Exercise details: I need each line of the entries below that includes the string "garage".

Dataset items
------------------------------------
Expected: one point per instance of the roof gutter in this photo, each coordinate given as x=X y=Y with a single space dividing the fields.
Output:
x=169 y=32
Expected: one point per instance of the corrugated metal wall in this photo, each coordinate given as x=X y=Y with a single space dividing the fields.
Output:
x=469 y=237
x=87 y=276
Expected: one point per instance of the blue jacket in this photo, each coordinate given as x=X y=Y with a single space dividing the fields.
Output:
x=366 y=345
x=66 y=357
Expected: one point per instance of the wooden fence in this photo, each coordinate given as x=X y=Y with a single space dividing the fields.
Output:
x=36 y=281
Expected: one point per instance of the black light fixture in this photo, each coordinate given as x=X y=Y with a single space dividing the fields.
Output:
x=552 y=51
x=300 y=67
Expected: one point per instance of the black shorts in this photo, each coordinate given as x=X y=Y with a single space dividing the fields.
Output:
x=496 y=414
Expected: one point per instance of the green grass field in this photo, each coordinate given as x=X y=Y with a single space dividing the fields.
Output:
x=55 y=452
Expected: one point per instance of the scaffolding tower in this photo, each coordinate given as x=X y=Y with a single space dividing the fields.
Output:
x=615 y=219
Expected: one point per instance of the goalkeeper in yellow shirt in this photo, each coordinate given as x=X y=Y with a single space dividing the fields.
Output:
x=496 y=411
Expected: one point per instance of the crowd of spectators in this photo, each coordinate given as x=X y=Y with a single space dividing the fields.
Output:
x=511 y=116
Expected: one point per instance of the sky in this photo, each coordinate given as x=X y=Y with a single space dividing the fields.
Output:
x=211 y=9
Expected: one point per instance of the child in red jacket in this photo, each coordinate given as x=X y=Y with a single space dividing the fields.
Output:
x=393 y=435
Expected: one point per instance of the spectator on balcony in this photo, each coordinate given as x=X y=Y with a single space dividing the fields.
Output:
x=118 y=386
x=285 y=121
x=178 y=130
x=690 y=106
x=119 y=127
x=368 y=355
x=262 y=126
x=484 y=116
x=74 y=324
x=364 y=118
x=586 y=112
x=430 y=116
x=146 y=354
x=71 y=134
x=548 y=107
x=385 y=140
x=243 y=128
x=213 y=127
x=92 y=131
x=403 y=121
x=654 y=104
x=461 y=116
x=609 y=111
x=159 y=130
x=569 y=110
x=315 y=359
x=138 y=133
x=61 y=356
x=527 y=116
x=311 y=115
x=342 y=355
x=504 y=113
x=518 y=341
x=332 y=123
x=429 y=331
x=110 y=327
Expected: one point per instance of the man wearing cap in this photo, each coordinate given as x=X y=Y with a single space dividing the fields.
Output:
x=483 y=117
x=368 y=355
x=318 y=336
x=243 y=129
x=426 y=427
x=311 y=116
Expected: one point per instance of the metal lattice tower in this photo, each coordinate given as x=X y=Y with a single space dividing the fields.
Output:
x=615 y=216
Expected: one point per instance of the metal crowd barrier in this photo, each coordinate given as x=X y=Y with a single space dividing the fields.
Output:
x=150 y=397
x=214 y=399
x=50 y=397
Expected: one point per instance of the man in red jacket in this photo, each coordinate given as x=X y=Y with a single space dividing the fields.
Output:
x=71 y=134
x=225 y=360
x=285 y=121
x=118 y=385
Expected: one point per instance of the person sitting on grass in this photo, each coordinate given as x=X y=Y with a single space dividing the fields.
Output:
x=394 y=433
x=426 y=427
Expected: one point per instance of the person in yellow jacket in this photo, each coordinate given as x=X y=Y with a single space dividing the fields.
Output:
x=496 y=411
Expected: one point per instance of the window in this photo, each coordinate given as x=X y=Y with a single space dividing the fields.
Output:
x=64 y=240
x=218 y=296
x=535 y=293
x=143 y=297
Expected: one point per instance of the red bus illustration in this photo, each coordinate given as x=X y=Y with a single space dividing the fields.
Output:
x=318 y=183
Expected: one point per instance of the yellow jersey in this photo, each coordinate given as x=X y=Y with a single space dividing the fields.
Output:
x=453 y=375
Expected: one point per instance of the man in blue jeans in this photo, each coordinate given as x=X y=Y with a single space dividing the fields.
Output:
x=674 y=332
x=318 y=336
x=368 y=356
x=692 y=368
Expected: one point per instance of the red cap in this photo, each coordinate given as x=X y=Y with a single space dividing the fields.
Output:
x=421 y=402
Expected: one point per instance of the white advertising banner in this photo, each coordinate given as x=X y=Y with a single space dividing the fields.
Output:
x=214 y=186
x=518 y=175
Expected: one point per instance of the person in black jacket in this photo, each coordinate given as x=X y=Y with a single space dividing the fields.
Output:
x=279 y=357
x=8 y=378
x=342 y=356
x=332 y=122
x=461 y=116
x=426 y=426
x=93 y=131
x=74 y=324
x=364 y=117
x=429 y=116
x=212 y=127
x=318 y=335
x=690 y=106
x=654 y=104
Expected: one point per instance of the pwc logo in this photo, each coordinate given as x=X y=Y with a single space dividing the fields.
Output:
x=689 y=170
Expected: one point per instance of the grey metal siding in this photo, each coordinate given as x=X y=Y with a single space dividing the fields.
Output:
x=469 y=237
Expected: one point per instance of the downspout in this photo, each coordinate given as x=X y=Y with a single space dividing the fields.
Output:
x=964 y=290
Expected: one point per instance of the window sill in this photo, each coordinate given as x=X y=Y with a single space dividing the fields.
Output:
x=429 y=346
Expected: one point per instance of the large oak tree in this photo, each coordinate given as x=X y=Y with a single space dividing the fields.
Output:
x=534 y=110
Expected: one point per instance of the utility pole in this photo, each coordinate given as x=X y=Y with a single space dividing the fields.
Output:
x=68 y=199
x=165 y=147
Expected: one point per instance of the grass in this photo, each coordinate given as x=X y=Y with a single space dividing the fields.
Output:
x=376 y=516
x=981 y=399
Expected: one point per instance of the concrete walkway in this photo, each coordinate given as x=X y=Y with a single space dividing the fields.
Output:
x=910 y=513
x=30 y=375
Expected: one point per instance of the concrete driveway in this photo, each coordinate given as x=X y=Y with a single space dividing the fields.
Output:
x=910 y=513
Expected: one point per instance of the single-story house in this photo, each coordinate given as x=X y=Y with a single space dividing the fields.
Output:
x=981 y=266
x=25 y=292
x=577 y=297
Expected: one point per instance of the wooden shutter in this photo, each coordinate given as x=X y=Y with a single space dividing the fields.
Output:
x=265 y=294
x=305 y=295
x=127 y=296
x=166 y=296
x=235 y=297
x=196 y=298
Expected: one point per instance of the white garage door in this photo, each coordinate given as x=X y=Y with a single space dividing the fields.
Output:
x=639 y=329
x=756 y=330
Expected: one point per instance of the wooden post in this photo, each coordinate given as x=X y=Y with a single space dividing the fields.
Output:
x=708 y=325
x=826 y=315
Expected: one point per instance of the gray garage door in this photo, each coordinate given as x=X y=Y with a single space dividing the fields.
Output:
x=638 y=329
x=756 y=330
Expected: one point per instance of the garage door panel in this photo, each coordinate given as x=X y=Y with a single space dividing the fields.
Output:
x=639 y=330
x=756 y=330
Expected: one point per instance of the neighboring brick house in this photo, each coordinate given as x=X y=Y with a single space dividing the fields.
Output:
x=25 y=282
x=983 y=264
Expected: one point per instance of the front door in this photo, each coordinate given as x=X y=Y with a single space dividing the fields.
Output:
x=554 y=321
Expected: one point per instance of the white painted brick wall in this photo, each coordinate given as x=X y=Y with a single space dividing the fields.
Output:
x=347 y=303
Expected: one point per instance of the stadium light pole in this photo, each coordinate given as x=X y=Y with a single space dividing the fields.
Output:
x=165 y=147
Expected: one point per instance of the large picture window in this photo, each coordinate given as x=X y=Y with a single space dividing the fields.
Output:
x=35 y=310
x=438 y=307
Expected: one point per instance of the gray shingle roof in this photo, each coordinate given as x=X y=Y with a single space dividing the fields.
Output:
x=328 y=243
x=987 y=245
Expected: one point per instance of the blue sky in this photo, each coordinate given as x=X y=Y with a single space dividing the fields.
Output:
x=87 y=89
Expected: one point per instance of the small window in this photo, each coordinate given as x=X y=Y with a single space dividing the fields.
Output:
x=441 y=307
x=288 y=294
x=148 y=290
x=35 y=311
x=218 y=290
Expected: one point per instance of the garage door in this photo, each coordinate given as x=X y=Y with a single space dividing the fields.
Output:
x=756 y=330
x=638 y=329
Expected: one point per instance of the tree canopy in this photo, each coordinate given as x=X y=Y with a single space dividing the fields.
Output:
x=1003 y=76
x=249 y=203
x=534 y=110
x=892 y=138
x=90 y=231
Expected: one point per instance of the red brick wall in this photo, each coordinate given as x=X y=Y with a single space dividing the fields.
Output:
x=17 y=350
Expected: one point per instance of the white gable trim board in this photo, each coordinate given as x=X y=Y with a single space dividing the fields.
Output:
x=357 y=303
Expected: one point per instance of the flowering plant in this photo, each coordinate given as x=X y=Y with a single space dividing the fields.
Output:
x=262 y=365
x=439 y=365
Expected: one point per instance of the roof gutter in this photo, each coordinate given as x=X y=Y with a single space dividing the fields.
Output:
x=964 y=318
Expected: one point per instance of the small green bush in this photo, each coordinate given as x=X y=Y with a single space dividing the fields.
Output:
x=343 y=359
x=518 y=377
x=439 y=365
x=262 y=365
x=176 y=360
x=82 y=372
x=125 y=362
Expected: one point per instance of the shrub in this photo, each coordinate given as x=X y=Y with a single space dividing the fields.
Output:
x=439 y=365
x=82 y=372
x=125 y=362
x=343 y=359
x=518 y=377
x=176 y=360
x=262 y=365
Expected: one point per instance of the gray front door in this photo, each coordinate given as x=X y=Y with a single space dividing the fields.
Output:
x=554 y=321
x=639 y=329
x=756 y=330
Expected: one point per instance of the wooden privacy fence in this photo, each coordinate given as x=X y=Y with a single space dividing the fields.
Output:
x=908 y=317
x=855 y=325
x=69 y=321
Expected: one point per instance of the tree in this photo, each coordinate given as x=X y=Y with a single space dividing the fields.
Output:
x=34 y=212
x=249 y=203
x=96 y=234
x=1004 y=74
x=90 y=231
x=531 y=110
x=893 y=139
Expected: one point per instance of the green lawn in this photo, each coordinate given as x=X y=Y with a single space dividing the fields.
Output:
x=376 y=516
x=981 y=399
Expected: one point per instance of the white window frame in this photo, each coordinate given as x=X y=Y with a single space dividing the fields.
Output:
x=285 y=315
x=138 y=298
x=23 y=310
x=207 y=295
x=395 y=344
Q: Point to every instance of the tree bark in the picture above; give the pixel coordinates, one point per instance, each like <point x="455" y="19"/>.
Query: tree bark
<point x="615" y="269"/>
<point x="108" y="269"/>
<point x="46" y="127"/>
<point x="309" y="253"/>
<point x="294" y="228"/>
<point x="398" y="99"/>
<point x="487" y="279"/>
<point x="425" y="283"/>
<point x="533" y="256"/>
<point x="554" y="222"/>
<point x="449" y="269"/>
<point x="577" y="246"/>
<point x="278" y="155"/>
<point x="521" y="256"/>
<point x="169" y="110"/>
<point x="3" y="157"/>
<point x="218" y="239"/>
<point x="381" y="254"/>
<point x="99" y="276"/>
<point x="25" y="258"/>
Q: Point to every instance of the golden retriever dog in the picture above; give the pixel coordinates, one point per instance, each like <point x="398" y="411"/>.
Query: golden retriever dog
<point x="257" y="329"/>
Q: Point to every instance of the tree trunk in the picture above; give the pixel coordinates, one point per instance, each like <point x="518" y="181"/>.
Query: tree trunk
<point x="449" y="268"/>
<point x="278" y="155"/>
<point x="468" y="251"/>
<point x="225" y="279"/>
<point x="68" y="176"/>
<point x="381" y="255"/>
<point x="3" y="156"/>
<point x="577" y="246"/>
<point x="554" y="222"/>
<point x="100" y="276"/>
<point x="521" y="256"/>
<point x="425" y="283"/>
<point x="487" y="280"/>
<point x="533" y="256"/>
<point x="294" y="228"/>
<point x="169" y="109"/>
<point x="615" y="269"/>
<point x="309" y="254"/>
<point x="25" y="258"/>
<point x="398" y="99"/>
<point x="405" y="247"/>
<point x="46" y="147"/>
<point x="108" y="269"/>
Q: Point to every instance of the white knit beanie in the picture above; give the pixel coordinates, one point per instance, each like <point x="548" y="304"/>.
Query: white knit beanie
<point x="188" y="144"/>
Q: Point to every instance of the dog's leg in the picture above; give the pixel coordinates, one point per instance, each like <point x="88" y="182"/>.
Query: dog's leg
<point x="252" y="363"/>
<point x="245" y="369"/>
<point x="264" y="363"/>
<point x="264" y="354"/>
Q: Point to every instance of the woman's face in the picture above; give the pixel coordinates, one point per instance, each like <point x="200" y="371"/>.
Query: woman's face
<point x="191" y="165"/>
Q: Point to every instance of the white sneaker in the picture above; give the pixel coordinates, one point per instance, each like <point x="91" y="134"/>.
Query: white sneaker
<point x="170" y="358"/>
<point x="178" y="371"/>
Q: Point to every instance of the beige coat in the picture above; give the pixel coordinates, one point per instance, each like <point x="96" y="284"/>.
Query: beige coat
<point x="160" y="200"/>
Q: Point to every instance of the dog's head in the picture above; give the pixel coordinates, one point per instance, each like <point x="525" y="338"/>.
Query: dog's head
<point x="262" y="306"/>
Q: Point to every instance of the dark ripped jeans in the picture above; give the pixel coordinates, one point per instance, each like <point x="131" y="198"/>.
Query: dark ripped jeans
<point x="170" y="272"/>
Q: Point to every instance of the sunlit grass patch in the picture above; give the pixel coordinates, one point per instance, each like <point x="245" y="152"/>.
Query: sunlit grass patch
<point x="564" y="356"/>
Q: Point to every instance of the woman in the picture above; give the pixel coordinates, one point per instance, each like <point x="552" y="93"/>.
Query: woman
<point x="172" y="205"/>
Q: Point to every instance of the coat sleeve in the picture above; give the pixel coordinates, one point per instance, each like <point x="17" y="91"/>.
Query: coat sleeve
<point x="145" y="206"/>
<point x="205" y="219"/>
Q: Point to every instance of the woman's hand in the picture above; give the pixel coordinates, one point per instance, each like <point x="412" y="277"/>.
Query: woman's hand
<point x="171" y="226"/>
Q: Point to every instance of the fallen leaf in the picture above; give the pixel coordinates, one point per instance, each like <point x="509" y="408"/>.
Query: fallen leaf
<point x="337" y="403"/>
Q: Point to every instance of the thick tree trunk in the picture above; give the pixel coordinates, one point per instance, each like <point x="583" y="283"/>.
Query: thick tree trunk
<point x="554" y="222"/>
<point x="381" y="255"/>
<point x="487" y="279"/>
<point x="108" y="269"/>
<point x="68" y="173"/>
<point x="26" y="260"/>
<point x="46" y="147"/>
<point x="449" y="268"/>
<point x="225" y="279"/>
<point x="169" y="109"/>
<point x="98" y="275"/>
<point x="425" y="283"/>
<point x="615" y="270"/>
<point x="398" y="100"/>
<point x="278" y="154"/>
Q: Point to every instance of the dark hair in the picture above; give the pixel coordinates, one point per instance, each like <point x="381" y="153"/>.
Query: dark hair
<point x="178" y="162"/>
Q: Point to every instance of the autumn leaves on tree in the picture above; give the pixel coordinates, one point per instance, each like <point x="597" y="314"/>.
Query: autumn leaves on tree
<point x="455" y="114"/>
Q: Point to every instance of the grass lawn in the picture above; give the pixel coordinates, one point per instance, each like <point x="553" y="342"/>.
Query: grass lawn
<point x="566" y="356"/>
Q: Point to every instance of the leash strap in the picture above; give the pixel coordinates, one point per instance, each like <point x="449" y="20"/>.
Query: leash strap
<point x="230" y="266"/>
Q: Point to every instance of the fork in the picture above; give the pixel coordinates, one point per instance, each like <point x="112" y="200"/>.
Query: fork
------------------------------------
Written answer:
Expected: one point per instance of the white garage door in this photo, each coordinate given as x=X y=Y with a single space dividing the fields.
Expected: one point per instance of the gray garage door in this photo, each coordinate given as x=X y=Y with a single space dividing the fields.
Expected: one point per instance of the garage door panel in this photo, each coordinate given as x=X y=Y with a single space dividing the fields.
Expected: one point per instance of the garage door in this photo, each coordinate given as x=X y=Y with a single space dividing the fields.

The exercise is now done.